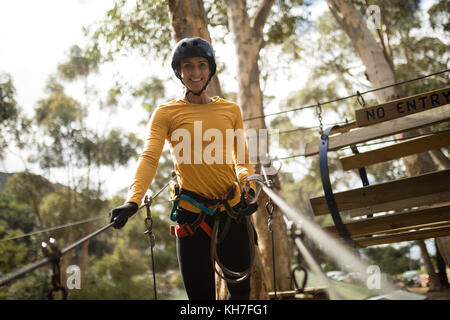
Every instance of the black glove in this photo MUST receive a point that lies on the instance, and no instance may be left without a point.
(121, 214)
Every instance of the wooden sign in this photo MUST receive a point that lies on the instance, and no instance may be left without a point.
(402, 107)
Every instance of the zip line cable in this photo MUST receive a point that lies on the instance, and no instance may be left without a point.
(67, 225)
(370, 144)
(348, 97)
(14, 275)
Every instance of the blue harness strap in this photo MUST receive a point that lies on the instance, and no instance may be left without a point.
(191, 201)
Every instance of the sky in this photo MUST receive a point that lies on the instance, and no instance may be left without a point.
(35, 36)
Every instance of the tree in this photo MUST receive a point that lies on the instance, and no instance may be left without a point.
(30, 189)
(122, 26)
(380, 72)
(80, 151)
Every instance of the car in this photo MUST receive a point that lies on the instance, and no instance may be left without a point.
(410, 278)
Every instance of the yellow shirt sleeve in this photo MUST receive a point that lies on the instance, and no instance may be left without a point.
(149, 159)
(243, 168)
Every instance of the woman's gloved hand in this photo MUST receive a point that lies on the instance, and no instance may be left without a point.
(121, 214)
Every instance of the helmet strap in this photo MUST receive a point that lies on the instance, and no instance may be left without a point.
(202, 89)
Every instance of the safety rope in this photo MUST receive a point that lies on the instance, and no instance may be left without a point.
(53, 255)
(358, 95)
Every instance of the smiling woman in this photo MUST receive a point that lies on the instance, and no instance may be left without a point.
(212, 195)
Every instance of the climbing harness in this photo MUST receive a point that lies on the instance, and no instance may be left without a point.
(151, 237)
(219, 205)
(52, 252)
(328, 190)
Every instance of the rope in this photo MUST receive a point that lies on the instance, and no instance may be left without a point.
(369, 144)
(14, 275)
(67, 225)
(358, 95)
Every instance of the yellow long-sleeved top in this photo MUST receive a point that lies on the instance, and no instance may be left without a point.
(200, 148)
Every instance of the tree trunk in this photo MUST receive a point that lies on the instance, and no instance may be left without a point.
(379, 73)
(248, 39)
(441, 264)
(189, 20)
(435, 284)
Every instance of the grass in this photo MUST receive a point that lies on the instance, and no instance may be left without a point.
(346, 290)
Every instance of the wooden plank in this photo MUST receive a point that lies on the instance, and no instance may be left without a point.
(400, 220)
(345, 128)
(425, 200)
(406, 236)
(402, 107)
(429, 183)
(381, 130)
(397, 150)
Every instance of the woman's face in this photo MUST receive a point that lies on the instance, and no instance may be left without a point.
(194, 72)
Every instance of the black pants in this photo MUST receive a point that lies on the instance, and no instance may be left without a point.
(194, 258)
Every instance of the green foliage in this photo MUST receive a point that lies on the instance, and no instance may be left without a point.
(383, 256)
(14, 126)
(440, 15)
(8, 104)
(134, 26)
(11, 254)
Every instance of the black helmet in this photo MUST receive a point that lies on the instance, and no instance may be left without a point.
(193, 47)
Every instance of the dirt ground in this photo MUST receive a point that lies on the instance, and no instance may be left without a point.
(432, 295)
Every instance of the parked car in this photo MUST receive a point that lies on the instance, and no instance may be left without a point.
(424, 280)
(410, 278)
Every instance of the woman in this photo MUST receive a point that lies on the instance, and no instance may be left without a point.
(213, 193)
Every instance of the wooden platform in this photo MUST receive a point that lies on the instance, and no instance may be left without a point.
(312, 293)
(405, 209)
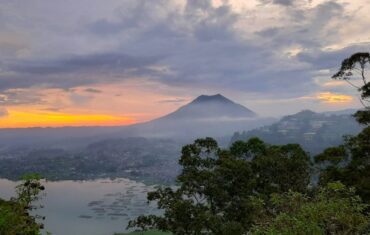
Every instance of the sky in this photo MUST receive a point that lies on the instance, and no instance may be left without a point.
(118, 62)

---*---

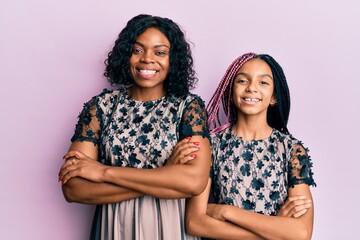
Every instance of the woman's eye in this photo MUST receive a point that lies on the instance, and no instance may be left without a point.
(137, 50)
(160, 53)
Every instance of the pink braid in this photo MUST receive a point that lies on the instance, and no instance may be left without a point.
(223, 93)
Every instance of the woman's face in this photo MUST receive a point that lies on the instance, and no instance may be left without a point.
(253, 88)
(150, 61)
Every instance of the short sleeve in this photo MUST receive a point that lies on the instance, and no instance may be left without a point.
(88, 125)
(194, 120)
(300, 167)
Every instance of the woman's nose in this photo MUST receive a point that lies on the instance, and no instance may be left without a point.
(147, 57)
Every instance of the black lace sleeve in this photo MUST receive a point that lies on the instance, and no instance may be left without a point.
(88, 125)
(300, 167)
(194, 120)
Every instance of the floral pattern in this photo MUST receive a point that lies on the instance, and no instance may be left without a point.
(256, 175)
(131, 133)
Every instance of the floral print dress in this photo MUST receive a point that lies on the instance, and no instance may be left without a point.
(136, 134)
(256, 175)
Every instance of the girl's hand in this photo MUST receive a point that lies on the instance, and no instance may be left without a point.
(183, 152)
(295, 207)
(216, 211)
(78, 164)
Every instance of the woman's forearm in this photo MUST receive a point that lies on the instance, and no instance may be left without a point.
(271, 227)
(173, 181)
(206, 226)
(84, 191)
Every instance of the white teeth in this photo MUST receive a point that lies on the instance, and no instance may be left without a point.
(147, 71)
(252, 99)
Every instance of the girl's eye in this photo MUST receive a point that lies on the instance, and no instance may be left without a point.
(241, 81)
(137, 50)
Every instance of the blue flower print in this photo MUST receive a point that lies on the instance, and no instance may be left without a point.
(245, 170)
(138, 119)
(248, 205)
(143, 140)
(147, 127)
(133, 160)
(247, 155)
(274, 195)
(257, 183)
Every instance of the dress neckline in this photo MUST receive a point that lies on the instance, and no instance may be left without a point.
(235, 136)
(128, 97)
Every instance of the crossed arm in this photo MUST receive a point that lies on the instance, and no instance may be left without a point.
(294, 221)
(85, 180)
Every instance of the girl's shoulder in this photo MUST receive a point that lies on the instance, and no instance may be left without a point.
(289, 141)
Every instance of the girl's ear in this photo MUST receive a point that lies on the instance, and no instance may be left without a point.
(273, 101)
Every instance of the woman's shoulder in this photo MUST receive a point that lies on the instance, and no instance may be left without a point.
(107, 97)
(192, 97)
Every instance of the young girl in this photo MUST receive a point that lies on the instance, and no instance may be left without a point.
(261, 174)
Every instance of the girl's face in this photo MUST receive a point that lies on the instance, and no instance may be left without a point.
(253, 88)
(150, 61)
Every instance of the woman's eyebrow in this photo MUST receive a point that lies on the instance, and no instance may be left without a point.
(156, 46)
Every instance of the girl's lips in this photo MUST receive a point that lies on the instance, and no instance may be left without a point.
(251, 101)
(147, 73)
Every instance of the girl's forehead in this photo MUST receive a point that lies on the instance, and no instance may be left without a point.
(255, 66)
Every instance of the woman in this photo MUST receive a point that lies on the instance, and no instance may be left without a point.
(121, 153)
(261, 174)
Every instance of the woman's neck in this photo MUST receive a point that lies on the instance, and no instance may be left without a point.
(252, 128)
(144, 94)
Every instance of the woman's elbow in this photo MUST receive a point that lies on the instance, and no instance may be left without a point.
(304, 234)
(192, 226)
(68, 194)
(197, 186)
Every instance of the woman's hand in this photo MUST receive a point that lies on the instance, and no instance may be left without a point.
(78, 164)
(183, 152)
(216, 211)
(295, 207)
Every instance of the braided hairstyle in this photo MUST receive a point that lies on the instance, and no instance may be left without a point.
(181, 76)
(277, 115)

---*---

Count the lines in the records that contain the string "strap". Give only the number.

2